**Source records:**
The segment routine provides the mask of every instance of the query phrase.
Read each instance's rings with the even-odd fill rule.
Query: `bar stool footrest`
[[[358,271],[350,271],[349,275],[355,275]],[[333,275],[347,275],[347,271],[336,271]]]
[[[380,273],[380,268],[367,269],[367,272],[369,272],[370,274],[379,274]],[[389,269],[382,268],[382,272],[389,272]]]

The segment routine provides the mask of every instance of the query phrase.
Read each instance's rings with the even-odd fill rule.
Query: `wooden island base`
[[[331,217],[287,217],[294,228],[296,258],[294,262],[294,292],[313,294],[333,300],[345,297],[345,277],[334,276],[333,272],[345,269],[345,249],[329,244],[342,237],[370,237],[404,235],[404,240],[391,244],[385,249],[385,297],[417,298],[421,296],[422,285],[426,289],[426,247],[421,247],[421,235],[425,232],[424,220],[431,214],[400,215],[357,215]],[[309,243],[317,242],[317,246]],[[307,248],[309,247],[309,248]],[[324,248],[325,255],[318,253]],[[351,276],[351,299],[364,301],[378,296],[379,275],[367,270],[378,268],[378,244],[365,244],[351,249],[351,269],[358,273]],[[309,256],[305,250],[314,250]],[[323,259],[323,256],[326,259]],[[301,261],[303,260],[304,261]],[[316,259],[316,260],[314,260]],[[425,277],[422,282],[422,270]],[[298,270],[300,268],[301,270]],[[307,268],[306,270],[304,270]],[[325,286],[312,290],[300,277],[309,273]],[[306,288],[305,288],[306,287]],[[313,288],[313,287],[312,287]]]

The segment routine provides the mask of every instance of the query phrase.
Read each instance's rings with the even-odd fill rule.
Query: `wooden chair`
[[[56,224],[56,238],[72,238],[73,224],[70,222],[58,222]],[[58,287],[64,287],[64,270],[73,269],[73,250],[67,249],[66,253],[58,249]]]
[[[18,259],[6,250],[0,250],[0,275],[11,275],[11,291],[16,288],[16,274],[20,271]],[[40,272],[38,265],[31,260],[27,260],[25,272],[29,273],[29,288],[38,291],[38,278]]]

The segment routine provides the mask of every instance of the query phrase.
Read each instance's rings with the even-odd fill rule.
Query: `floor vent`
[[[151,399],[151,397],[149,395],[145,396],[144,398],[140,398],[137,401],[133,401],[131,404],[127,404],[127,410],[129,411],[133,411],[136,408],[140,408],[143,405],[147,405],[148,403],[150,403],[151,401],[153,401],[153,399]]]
--
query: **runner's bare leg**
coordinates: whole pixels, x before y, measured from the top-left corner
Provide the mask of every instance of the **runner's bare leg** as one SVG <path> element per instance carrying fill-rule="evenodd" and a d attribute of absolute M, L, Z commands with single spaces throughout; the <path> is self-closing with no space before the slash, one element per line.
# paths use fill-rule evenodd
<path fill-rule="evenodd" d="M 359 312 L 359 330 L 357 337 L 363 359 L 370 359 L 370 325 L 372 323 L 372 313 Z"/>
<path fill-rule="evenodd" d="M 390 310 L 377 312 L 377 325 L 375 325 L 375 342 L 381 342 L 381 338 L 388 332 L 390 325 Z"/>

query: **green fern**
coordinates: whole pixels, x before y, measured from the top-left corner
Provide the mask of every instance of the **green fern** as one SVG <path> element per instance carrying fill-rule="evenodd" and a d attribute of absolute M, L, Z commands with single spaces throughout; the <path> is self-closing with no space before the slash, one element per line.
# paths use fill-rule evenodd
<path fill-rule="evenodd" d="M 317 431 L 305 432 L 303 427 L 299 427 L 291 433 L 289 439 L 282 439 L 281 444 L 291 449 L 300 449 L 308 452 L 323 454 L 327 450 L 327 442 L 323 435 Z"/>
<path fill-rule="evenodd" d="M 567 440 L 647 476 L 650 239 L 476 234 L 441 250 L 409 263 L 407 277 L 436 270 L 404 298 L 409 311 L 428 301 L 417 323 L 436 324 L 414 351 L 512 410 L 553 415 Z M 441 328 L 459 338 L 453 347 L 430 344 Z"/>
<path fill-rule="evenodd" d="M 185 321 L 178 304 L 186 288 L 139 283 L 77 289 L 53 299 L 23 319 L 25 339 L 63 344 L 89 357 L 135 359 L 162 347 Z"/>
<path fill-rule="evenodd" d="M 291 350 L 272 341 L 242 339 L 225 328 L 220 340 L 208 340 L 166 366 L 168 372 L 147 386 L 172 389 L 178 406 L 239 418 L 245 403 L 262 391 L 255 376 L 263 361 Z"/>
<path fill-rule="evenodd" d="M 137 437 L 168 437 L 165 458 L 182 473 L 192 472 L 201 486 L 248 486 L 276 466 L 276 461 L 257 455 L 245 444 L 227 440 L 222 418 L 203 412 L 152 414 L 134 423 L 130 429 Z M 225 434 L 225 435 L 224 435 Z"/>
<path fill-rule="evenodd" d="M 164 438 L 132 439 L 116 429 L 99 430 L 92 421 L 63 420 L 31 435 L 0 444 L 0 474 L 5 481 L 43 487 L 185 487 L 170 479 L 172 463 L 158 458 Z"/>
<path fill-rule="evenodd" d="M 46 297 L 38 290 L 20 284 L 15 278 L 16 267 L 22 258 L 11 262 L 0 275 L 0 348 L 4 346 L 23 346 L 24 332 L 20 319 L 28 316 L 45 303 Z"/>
--
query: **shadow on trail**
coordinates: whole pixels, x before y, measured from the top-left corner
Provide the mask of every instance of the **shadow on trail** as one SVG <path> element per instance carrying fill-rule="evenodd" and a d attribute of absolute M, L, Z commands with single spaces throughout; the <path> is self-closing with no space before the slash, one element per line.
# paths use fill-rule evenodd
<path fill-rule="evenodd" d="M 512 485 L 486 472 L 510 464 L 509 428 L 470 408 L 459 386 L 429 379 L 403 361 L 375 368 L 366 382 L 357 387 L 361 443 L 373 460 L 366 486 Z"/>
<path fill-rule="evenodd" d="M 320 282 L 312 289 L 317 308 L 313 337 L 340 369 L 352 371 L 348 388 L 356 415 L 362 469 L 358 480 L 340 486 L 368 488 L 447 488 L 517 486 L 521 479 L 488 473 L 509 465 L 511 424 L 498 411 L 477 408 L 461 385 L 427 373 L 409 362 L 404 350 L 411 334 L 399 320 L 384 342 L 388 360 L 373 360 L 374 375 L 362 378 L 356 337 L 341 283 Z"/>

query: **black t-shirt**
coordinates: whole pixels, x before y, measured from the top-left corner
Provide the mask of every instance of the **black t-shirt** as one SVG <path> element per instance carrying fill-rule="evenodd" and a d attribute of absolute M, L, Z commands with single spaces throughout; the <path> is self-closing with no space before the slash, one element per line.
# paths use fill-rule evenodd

**DIRECTIONS:**
Which of the lines above include the word "green"? Copy each of them.

**SOLVED EXERCISE:**
query: **green fern**
Provide the mask of every instance of the **green fern** as one SVG <path> element per instance carrying fill-rule="evenodd" and a d attribute of absolute M, L, Z commands with single spaces throughout; the <path> is self-closing with no space before the slash, one element per line.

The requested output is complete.